EXERCISE DESCRIPTION
Copy the entries below word for word, omitting the pictures.

:::

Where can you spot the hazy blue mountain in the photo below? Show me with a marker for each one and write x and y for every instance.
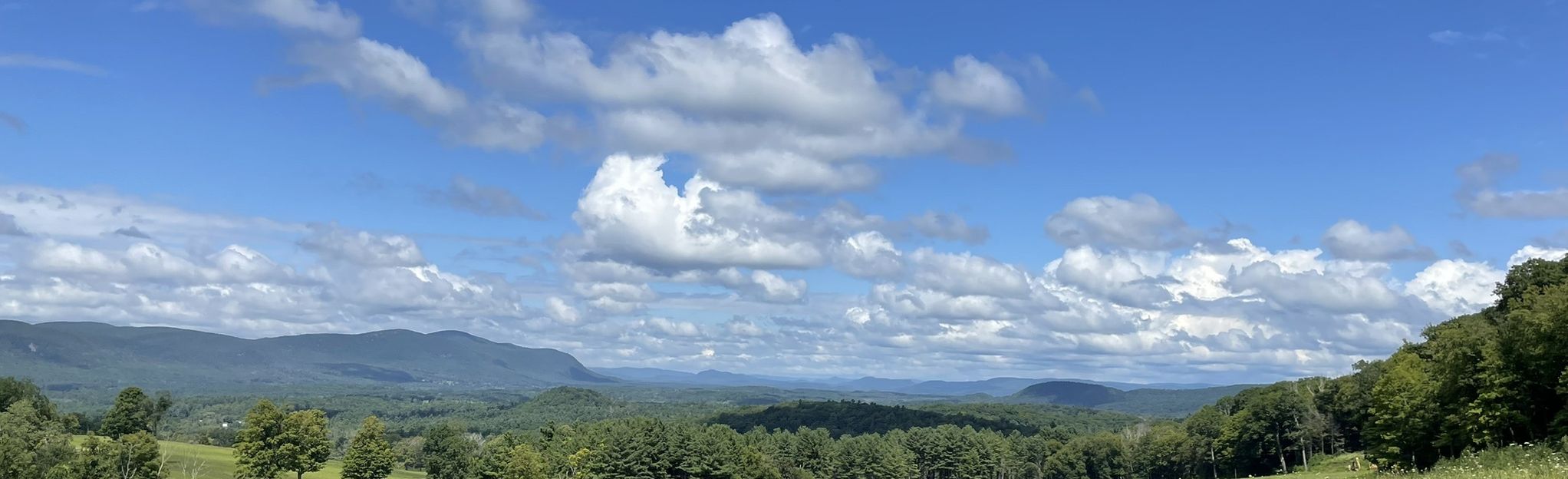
(1144, 401)
(64, 355)
(877, 384)
(993, 387)
(1072, 393)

:::

RESPONSE TO THE TASK
Where can you spot the hazy blue mountain in the photo below? Show me with a marker for each one and write x and y for every instance.
(1144, 401)
(64, 355)
(877, 384)
(993, 387)
(1072, 393)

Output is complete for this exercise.